I know it's said a lot here, and i know i shouldn't be so surprised, but i'm always amazed at how much difference a room can make.
 
For the first time ever i did the exact opposite a couple of days back and went out into the hall because my room was too dry! :eek: i was trying to record some handclaps and even with some distance between myself and the mic they just sounded flat and unnatural, even with various reverbs. So i went out into my super "wet" hall way, clapped, and thought "now that sounds like a clap!" so moved the mic into the hall and gave it a go. Best sounding claps i've ever gotten, and they work really well in the mix :thumbs up: (i was worried they'd sound odd as everything else was recorded very dry)

I know it's said a lot here, and i know i shouldn't be so surprised, but i'm always amazed at how much difference a room can make.

No man talk by all means haha that's great to hear that !! I know cause I was looking for a "in your face" type of vocal with no ambience and a kinda natural compression sound so, wound up in my "dry" sounding bedroom. My hallway was my first idea but its dry in my hallway to haha !!!
 
Tbf, after playing around in the hallway i started venturing around the house to see how different rooms sounded. Long story short - hallway/top of stairs (old 1920's red brick terrace with a huge space above the stairs) great for "percussive" percussion (claps, blocks, tambourine), and bathroom great for "jangly" percussion (jingle bells, shakey egg, maracas). Tbh i will probably still do the majority of recording in my music room as everything bar the handclaps sound absolutely fine in there, and i'd much prefer to have a dry, controlled sound i can edit/work with than having to work around an already wet sound, but for somethings the space is exactly what it needs to make it "pop" as it were.

* * * * * * * * *

> Required task 1
Filter the records and keep every line that contains the string "window", matching case exactly.

* * * * * * * * *

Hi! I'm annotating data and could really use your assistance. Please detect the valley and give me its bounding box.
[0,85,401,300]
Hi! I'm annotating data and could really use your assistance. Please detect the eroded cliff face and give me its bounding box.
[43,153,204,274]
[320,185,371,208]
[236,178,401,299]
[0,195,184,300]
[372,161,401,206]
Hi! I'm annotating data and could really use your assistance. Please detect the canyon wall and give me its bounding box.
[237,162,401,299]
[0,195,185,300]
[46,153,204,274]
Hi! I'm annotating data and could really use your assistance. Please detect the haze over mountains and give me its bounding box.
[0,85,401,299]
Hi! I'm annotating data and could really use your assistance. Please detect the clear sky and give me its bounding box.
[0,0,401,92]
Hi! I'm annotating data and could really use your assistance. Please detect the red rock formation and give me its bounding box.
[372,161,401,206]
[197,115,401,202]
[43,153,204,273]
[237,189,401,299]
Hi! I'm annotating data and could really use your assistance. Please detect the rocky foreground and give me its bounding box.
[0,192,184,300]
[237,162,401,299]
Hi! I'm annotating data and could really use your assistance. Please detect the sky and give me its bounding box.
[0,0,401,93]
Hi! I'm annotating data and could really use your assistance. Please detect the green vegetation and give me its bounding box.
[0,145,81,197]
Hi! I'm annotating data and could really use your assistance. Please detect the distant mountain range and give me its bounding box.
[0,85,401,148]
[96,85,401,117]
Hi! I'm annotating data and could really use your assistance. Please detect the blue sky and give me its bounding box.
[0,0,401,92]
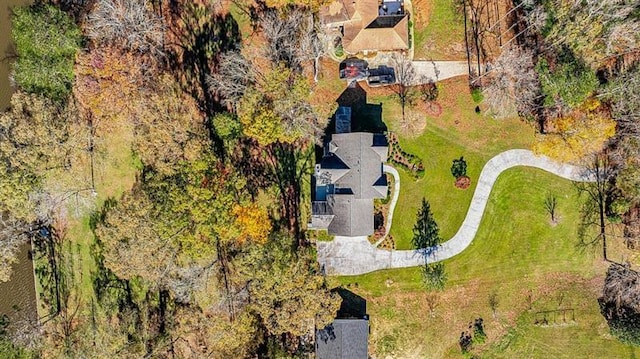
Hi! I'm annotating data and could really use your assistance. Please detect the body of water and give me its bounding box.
[0,0,32,110]
[0,243,38,329]
[0,0,37,332]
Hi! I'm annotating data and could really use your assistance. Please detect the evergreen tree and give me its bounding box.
[412,198,440,249]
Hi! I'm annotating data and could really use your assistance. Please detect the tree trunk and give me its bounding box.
[598,199,609,261]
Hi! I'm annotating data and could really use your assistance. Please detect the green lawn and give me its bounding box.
[338,168,640,358]
[412,0,466,60]
[370,80,534,249]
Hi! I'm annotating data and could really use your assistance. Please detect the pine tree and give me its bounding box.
[412,198,440,249]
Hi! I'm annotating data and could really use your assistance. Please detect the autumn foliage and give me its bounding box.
[533,98,616,161]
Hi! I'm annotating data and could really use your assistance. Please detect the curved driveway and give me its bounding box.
[318,150,591,275]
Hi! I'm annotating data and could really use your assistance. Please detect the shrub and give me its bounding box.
[451,157,467,178]
[11,5,82,101]
[471,88,484,103]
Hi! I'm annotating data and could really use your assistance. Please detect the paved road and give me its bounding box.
[413,61,469,84]
[318,150,591,275]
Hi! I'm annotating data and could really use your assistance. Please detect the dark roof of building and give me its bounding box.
[316,132,388,237]
[316,319,369,359]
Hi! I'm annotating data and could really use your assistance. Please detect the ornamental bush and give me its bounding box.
[451,157,467,178]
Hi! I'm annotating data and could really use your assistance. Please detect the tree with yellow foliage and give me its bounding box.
[533,98,616,162]
[232,204,272,244]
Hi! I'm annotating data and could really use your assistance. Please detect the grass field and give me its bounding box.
[339,168,640,358]
[60,120,140,309]
[412,0,467,60]
[310,72,640,358]
[370,79,534,249]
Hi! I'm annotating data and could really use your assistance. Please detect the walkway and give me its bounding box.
[318,150,591,275]
[373,165,400,247]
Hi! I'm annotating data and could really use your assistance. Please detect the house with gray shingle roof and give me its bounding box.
[310,107,388,237]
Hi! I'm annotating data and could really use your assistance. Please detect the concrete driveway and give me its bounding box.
[412,61,469,85]
[317,150,593,275]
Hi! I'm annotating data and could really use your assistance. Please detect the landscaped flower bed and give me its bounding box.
[388,132,424,178]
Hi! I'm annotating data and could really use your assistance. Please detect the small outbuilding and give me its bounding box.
[316,317,369,359]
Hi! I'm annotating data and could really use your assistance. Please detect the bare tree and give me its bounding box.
[483,44,540,118]
[576,151,615,261]
[544,193,558,223]
[207,51,257,108]
[391,53,417,121]
[260,8,323,75]
[86,0,164,54]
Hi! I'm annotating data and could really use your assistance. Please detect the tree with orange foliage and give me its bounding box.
[533,98,616,161]
[74,47,153,128]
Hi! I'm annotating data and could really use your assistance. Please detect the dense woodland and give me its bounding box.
[0,0,340,358]
[0,0,640,358]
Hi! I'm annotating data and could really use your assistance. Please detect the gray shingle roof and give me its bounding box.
[316,319,369,359]
[328,195,374,237]
[316,132,388,237]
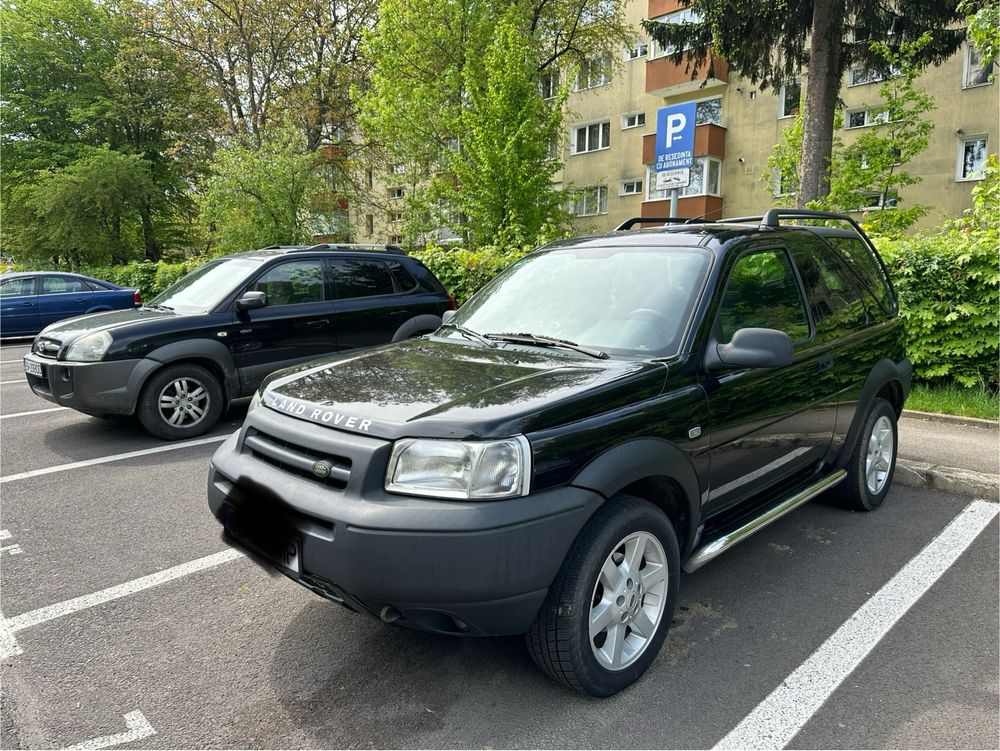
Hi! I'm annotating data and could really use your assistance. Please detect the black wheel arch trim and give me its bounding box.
[570,438,701,560]
[392,313,441,342]
[834,357,913,469]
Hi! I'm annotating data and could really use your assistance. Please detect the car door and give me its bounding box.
[0,276,42,336]
[703,242,837,514]
[38,274,94,328]
[330,257,416,349]
[226,256,337,393]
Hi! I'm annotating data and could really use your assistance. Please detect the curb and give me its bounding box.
[903,409,1000,430]
[892,459,1000,501]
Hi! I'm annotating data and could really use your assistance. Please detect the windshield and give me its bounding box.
[148,258,261,313]
[450,247,710,357]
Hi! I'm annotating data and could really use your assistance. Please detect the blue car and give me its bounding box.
[0,271,142,337]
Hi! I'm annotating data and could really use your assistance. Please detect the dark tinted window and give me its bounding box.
[39,276,90,295]
[719,250,809,344]
[333,258,395,300]
[826,237,892,312]
[388,261,417,292]
[250,258,326,307]
[0,276,35,297]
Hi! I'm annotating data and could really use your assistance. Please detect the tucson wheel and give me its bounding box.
[137,363,223,439]
[527,495,679,696]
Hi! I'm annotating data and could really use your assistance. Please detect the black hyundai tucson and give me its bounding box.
[208,209,912,696]
[24,244,455,439]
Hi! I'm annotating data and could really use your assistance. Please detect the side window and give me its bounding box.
[389,261,417,292]
[795,243,868,332]
[333,258,395,300]
[39,276,90,295]
[248,258,326,308]
[826,237,892,313]
[0,276,35,297]
[719,250,809,344]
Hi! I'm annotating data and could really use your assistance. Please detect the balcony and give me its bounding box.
[646,51,729,97]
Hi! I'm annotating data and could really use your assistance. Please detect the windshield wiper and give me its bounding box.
[485,331,608,360]
[441,323,497,347]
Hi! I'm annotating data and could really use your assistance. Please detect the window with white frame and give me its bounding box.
[955,136,986,180]
[646,156,722,201]
[694,97,722,125]
[963,44,993,89]
[572,120,611,154]
[538,69,559,99]
[569,185,608,216]
[618,180,642,196]
[649,8,702,60]
[845,107,889,128]
[573,55,611,91]
[622,112,646,130]
[625,39,649,60]
[778,78,802,118]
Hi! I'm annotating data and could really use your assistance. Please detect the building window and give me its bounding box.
[538,69,559,99]
[963,44,993,89]
[618,180,642,196]
[694,97,722,125]
[847,108,889,128]
[569,185,608,216]
[625,40,649,60]
[646,156,722,201]
[573,120,611,154]
[622,112,646,130]
[573,55,611,91]
[955,136,986,180]
[778,78,802,117]
[649,8,702,60]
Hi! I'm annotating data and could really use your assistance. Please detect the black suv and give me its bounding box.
[208,209,912,696]
[24,244,455,439]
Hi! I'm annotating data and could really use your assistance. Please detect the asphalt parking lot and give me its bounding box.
[0,344,1000,748]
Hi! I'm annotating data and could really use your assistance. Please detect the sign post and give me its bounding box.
[654,102,698,217]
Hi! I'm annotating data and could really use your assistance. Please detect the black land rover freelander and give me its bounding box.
[208,209,912,696]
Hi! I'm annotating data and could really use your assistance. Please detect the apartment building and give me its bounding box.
[353,0,1000,242]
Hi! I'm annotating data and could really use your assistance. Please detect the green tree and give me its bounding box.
[435,7,565,245]
[644,0,965,206]
[201,125,327,253]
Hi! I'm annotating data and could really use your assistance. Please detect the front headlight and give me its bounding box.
[385,435,531,500]
[66,331,111,362]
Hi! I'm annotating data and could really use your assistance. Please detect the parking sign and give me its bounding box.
[654,102,697,172]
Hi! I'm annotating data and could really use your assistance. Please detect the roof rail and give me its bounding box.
[615,216,705,232]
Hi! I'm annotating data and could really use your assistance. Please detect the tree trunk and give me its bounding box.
[139,201,160,263]
[797,0,844,209]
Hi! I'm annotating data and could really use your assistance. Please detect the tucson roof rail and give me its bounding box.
[615,216,705,232]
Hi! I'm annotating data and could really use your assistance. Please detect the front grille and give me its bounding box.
[31,336,62,360]
[243,430,351,490]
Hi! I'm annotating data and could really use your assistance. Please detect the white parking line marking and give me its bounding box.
[6,548,243,634]
[715,500,1000,749]
[0,407,69,420]
[0,435,229,483]
[67,710,156,751]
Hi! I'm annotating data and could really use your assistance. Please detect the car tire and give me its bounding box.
[525,495,680,697]
[136,363,224,441]
[837,397,899,511]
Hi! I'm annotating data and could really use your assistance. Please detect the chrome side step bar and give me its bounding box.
[682,469,847,574]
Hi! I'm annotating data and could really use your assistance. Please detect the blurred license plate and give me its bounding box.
[223,505,302,574]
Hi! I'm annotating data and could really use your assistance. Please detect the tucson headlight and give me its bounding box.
[66,331,111,362]
[385,435,531,500]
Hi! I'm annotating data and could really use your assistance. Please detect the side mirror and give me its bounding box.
[705,329,792,370]
[236,290,267,310]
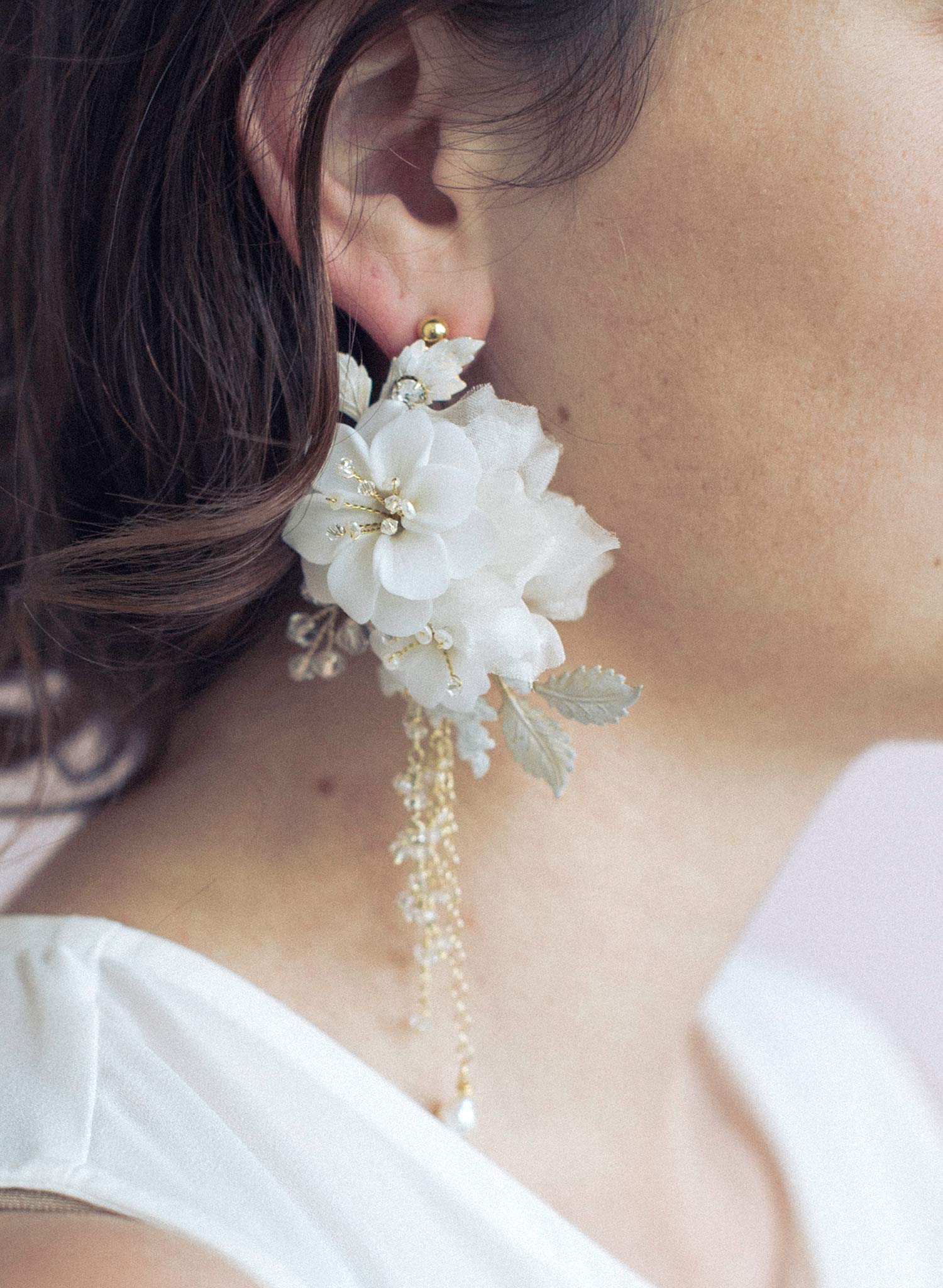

* * * * * * * * *

> Required task 2
Answer these questions from the room-sound text:
(a) What was being recorded when the room turned out to be too dry?
(b) Which room did the reply's writer end up in while looking for an "in your face" vocal?
(c) Which room is described as great for "jangly" percussion?

> Correct result 1
Hi! I'm annotating data and could really use your assistance. Please detect the dark tinted window and give me its bounding box.
Hi! I'm annotating data and could really use your assistance. Please detect the side window and give me its bounding box.
Hi! I'm annotating data and could really use your assistance. Please detect the window with white frame and give me its bounding box.
Hi! I'm annotating data and could really use your assistance. Please detect the building window and give me its bounding box.

> Correct result 2
(a) Handclaps
(b) Their "dry" sounding bedroom
(c) The bathroom